Requirement: Reproduce the items verbatim from their first line through the line containing "[0,236,747,510]", including that line.

___ Extracted information ___

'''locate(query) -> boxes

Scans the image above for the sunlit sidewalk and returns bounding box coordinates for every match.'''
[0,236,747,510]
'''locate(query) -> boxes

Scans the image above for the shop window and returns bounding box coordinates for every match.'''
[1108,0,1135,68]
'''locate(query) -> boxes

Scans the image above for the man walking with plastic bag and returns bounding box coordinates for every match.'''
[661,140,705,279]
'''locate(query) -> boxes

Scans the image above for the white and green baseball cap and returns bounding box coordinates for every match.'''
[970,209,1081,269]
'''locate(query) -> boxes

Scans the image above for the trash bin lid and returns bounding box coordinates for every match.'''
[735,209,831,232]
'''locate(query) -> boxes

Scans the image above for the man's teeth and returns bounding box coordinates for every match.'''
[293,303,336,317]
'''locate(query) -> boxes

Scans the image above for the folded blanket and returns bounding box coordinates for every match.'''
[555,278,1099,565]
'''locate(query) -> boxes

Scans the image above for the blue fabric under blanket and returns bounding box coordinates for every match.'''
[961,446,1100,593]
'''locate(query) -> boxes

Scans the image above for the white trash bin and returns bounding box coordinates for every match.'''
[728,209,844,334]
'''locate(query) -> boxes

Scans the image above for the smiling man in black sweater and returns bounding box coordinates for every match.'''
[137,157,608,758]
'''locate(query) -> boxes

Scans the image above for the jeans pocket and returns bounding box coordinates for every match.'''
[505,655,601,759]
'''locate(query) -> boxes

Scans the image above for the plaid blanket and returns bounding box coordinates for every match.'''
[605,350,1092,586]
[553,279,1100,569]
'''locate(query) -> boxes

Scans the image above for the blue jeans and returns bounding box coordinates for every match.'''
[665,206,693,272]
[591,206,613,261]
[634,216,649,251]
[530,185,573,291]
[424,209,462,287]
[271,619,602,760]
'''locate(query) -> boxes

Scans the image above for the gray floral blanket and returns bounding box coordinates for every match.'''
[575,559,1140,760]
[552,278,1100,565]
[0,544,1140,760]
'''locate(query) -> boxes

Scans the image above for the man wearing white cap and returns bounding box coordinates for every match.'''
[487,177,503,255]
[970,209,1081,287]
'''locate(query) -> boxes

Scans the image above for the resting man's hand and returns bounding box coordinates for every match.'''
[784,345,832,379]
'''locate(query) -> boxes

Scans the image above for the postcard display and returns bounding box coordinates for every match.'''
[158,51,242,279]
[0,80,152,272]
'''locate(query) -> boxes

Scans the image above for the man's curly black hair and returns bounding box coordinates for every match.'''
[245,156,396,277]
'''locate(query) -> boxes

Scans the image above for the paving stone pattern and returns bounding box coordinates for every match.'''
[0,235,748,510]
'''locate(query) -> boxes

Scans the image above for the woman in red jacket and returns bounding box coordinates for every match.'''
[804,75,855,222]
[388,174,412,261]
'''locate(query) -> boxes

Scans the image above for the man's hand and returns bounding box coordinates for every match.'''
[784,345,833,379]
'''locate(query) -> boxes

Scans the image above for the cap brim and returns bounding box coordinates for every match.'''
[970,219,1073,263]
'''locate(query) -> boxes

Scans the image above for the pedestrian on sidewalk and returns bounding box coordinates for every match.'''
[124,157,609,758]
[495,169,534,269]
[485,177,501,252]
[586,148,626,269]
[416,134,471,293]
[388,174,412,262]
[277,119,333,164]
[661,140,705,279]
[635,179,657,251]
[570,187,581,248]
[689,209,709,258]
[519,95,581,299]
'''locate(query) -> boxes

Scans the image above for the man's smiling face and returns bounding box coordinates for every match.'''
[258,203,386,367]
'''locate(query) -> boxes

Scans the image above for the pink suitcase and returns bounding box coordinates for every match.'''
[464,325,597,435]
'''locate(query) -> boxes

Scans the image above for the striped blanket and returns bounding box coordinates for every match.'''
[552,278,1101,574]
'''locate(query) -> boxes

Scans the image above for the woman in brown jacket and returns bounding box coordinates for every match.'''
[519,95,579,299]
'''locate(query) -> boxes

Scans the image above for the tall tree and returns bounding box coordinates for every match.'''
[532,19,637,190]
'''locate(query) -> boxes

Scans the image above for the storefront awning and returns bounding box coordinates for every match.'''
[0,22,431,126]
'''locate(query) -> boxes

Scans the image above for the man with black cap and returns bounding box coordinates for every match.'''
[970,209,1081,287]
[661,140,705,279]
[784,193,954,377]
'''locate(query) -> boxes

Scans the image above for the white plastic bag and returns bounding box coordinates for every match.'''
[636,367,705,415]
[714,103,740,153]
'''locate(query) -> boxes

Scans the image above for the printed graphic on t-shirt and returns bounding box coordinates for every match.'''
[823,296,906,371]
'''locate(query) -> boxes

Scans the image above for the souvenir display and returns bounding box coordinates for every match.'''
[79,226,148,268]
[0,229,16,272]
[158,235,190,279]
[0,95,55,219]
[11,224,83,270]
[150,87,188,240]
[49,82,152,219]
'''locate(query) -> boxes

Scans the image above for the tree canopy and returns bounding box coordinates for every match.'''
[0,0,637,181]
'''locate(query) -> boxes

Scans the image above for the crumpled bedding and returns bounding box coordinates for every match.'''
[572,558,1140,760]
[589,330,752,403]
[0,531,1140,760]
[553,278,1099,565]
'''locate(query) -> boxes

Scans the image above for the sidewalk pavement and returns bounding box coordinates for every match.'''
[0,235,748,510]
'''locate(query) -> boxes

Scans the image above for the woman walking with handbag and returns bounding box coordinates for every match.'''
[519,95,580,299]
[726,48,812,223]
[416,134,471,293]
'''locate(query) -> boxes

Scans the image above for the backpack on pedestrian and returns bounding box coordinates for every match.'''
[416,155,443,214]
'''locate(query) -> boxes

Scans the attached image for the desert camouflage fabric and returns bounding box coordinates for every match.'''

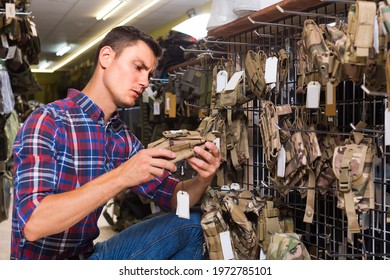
[266,233,311,260]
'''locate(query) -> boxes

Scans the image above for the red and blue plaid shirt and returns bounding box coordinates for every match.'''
[11,89,178,259]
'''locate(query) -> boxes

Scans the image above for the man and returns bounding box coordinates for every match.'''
[11,26,221,259]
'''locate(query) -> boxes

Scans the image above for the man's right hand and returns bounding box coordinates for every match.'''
[118,148,176,187]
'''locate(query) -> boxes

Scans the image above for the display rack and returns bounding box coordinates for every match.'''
[208,0,390,260]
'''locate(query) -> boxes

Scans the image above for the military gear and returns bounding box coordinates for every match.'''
[148,129,216,163]
[266,233,311,260]
[333,124,374,234]
[201,188,263,260]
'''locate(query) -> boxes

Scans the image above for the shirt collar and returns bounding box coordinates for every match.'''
[68,88,121,127]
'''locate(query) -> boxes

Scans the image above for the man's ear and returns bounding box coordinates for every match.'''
[99,46,115,69]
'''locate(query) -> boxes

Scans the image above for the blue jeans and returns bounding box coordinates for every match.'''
[89,209,206,260]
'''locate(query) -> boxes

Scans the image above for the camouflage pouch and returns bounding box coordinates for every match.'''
[148,129,216,163]
[259,100,281,170]
[302,19,333,86]
[333,128,374,233]
[278,48,290,91]
[219,71,253,107]
[201,188,262,260]
[257,200,282,252]
[266,233,311,260]
[245,50,266,100]
[344,1,376,65]
[222,195,259,260]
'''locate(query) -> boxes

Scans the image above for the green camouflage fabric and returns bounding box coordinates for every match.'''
[259,100,281,170]
[245,50,266,100]
[302,19,333,86]
[201,188,264,260]
[344,1,376,65]
[257,200,282,252]
[266,233,311,260]
[148,129,216,163]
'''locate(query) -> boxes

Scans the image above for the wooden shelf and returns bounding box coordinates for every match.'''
[207,0,324,38]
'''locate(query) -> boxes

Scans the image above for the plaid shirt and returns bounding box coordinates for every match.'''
[11,89,178,259]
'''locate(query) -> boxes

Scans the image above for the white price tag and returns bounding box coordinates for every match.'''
[219,231,234,260]
[1,34,9,48]
[5,3,16,18]
[153,100,160,116]
[277,147,286,178]
[176,191,190,219]
[264,56,278,84]
[5,46,16,59]
[306,81,321,109]
[216,70,228,93]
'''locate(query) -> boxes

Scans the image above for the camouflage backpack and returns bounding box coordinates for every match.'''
[333,123,375,234]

___

Answer to this problem:
'''locate(query) -> boxes

Scans the image above for the sunlit sidewalk and returns bounding box coordinates for every match.'''
[0,236,747,510]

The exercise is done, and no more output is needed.